#### Consigne écrite 1
Traduisez en anglais cette phrase de l'extrait sur le Tai Ping Hou Kui : « La liqueur, elle, est d'un jaune très clair et dégage une odeur d'herbe et de feuilles vertes. »
#### Consigne écrite 2
Relevez toutes les odeurs que l'extrait sur le Tai Ping Hou Kui attribue au thé sec.
#### Consigne écrite 3
Recopiez le passage de l'extrait sur le Tai Ping Hou Kui à partir de « Les Tai Ping » jusqu'à « de feuilles vertes. » inclus.

#### Extrait
DemysTEAfication

23 février 2012

Tai Ping Hou Kui " Terre de Chine "


terre de chine

Voilà un thé surprenant à bien des égards, et la taille de ses feuilles n'est pas la moindre des surprises qu'il apporte. Les feuilles de ce thé semblent en effet démesurées et comme marquées par endroits si elles sont observées de près. Cela est dû à l'étape de pressage manuel sur des claies. Il résulte de la longue manufacturation de ce thé des feuilles tout aussi longues, puisque, dans le présent "échantillon", récolté en avril 2011, chaque brin fait entre 8 et 10 cm :

terre de chine

terre de chine

Les Tai Ping Hou Kui de bonne qualité présentent des feuilles entières et pointues. En outre,  les brins doivent être composés du bourgeons et de deux feuilles, feuilles et bourgeons étant presque de la même taille. Tout cela est bien le cas avec ce thé provenant du comptoir Terre de Chine, où il est vendu au prix de 42 € / 100 grammes.

Il est assez incommode de faire rentrer les feuilles dans la théière, du moins si on ne cherche pas à les casser. Cependant, l'opération se fait sans trop de casse, si l'on veux bien prendre le temps nécessaire à sa réalisation. Chaque brin, bien qu'il soit sec, garde en effet une certaine souplesse due à son pressage.

Ce thé dégage, sec, une odeur complexe où se mêlent les algues, l'air marin, l'iode, la verdure et l'herbe coupée en train de sécher.

La liqueur, elle, est d'un jaune très clair et dégage une odeur d'herbe et de feuilles vertes.

Tai Ping Hou Kui

En bouche, c'est l'arrivée immédiate de l'herbe coupée, des épinards puis des algues mais sans qu'il y ait réellement l'aspect iodé qui accompagne en général cette sensation. Le tout reste très léger et tout aussi complexe que son odeur sèche le laisser présager.

#### Données fournies
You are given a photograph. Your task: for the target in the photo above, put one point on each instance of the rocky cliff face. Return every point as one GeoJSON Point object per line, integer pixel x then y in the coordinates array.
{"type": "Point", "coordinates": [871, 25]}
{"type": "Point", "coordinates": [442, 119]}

#### Réponse attendue 1
The liquor, for its part, is a very pale yellow and gives off a scent of grass and green leaves.

#### Réponse attendue 2
- les algues
- l'air marin
- l'iode
- la verdure
- l'herbe coupée en train de sécher

#### Réponse attendue 3
Les Tai Ping Hou Kui de bonne qualité présentent des feuilles entières et pointues. En outre,  les brins doivent être composés du bourgeons et de deux feuilles, feuilles et bourgeons étant presque de la même taille. Tout cela est bien le cas avec ce thé provenant du comptoir Terre de Chine, où il est vendu au prix de 42 € / 100 grammes.

Il est assez incommode de faire rentrer les feuilles dans la théière, du moins si on ne cherche pas à les casser. Cependant, l'opération se fait sans trop de casse, si l'on veux bien prendre le temps nécessaire à sa réalisation. Chaque brin, bien qu'il soit sec, garde en effet une certaine souplesse due à son pressage.

Ce thé dégage, sec, une odeur complexe où se mêlent les algues, l'air marin, l'iode, la verdure et l'herbe coupée en train de sécher.

La liqueur, elle, est d'un jaune très clair et dégage une odeur d'herbe et de feuilles vertes.